_Yapılacak iş_
Aşağıdaki listenin tüm satırlarını tek harf değiştirmeden yeniden yazın, ancak resimleri yanıta almayın.

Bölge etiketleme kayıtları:
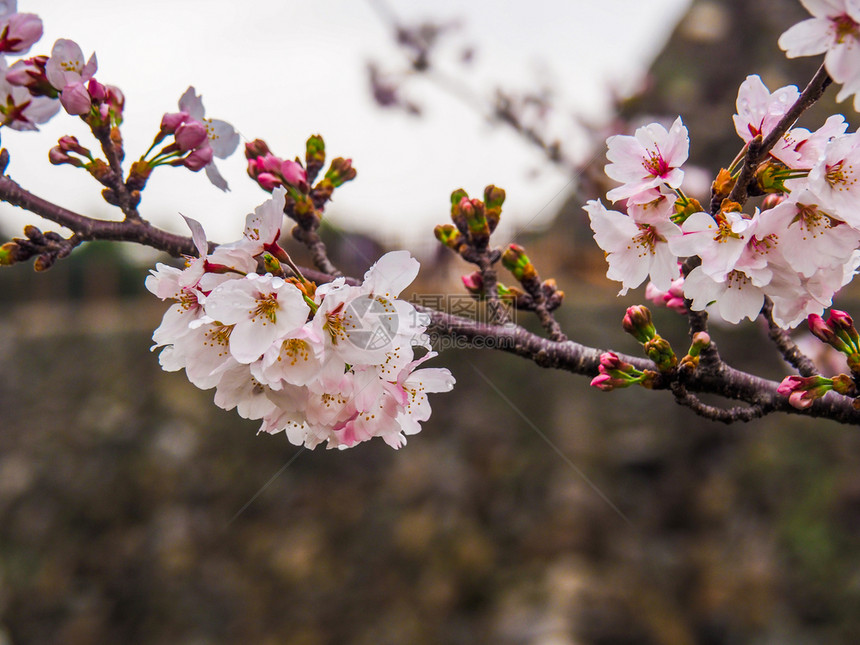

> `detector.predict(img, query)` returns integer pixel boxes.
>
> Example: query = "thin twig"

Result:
[761,296,819,376]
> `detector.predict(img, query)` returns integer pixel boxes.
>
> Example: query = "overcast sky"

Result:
[2,0,688,256]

_Alıştırma çıktısı_
> `detector.predict(img, query)` returns integer pixel boxes.
>
> Example: query = "thin twig"

Result:
[761,296,819,376]
> `detector.predict(img, query)` returns integer pixel boxes.
>
> Example: query = "overcast sky"

Result:
[2,0,688,256]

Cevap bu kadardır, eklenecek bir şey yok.